本文 |
━━━━━━━━━━━━━━━━

10・20・30・40
市長選挙の頃だった。
候補者の応援に駆り出された私は、ある公民館でその候補者の話を聞いたあと、
仕事に戻るために建物の外に出た。
いわゆる動員というやつだ。
出たところで「イマイくん、ひさしぶり」と声をかけられた。
振り返ってみると、立派な男性であるが、知らない人だ。
なぜかニコニコしている。
ひと間違いかと思ったが、そもそも私を名前で呼んでいるのだ。
近づいてくるので、必死になって思い出そうとしたけれど誰だかわからない。
180センチの私より、彼はさらに大きい。
「いまどこにいるの?」といいながら、名刺を出してきたので交換し、
すばやく名前と会社名を見たものの、さっぱりわからない。
隣には大きな彼よりさらに大きな若者がいて、せがれだという。
適当に話を合わせ、「失礼します」とその場を後にした。

━━━━━━━━━━━━━━━━

コレクションの保存項目
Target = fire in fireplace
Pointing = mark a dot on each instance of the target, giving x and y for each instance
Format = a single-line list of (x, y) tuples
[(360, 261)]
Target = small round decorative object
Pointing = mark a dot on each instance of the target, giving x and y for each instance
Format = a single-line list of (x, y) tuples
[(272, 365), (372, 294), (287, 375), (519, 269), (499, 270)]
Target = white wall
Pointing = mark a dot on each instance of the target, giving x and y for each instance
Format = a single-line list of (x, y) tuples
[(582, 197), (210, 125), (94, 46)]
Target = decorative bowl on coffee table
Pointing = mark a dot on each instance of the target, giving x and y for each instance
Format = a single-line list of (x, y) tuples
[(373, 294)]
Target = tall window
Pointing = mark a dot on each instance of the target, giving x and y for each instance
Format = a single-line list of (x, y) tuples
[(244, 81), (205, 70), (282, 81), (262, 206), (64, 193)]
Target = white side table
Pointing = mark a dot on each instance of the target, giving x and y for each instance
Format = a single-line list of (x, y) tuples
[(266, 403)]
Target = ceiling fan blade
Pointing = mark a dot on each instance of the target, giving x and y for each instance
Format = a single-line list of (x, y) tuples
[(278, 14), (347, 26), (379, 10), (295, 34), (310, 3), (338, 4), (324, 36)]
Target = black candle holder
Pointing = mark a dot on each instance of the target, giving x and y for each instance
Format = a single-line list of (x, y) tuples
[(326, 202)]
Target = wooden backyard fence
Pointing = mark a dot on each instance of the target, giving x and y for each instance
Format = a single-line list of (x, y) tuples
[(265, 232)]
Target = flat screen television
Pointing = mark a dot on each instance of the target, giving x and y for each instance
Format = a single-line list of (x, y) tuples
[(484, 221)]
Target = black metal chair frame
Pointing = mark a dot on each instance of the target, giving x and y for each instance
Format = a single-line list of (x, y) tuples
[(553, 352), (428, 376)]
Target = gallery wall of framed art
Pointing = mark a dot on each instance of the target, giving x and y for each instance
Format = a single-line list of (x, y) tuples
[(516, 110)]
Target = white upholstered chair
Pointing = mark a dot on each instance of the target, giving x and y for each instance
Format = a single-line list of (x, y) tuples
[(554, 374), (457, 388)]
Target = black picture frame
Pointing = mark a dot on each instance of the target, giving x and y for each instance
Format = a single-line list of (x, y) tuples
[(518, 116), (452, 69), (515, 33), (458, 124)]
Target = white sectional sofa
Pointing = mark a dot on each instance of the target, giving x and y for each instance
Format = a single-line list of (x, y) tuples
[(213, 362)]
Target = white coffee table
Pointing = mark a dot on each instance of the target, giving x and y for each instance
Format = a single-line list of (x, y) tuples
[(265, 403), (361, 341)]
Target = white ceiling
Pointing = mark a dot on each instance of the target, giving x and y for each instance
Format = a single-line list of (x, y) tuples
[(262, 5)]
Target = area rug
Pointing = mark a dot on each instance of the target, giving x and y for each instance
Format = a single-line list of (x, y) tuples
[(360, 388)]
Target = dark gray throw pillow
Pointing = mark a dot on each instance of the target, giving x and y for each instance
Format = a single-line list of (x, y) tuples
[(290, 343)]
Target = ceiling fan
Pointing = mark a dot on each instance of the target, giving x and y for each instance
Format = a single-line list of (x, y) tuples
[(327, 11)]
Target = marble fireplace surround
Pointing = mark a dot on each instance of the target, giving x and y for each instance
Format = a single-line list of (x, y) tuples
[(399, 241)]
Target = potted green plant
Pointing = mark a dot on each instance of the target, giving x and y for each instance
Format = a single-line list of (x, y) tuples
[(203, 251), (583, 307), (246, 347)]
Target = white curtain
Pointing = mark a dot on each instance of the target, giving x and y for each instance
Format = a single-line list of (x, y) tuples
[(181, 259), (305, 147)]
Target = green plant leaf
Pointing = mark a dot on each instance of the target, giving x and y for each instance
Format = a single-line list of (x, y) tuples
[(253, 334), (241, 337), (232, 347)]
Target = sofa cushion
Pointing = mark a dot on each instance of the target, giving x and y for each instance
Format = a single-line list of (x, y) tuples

━━━━━━━━━━━━━━━━

練習課題 |
a: リストのうち「Target = black metal chair frame」を含む行から「[(213, 362)]」を含む行まで（両端の行も含む）を、空行を除いて番号付きリストに書き直してください。
b: 市長選挙の応援に出た日の出来事を描いた文章を、最後の文に続けて書き継いでください。

想定解答 |
a:
1. Target = black metal chair frame
2. Pointing = mark a dot on each instance of the target, giving x and y for each instance
3. Format = a single-line list of (x, y) tuples
4. [(553, 352), (428, 376)]
5. Target = gallery wall of framed art
6. Pointing = mark a dot on each instance of the target, giving x and y for each instance
7. Format = a single-line list of (x, y) tuples
8. [(516, 110)]
9. Target = white upholstered chair
10. Pointing = mark a dot on each instance of the target, giving x and y for each instance
11. Format = a single-line list of (x, y) tuples
12. [(554, 374), (457, 388)]
13. Target = black picture frame
14. Pointing = mark a dot on each instance of the target, giving x and y for each instance
15. Format = a single-line list of (x, y) tuples
16. [(518, 116), (452, 69), (515, 33), (458, 124)]
17. Target = white sectional sofa
18. Pointing = mark a dot on each instance of the target, giving x and y for each instance
19. Format = a single-line list of (x, y) tuples
20. [(213, 362)]

b:
会社に帰って、名刺にある会社を検索してみたのだが
手がかりになるものは何もなかった。
「独立した」と言っていたが、とにかくなんにも思い出せなかったので、
仕事に戻った。
しばらくして「お客さまが来ています。アポなしということですが、どうしますか?」と、女子社員がその人の名刺をもって聞きに来た。
名刺の名前を確認すると、なんとなくその名前に覚えがあるので会うことにした。
顔をみたら知っている人で、今はある会社で企画を立てたりしているという。
知り合ったころはお互い別の会社にいたのだが、
私がこの会社にいることを知っていて、
近くに来たので訪ねてくれたのだ。
会ったのは10年ぶりぐらいだった。
その日は、仕事を終えたあと会社のみんなとマージャンをすることになっていた。
若い人はあまりやらないので、宅を囲むのも年に1回あるかないか位なのだが、
この日は「退職する人のお別れの会」も兼ねていた。
退職する彼はオリンピックへの出場経験がある超一流のアスリートであったが、
引退を決めた後、新しい人生を歩むために会社をやめることにしたのだった。
夕飯を食べ終わったころ、私の携帯が鳴った。
仕事で使っている方で、登録されていない番号が表示されている。
雀荘の中だし、知らない番号だし、どうしようか迷ったけれど、
出てみたら古い知り合いだった。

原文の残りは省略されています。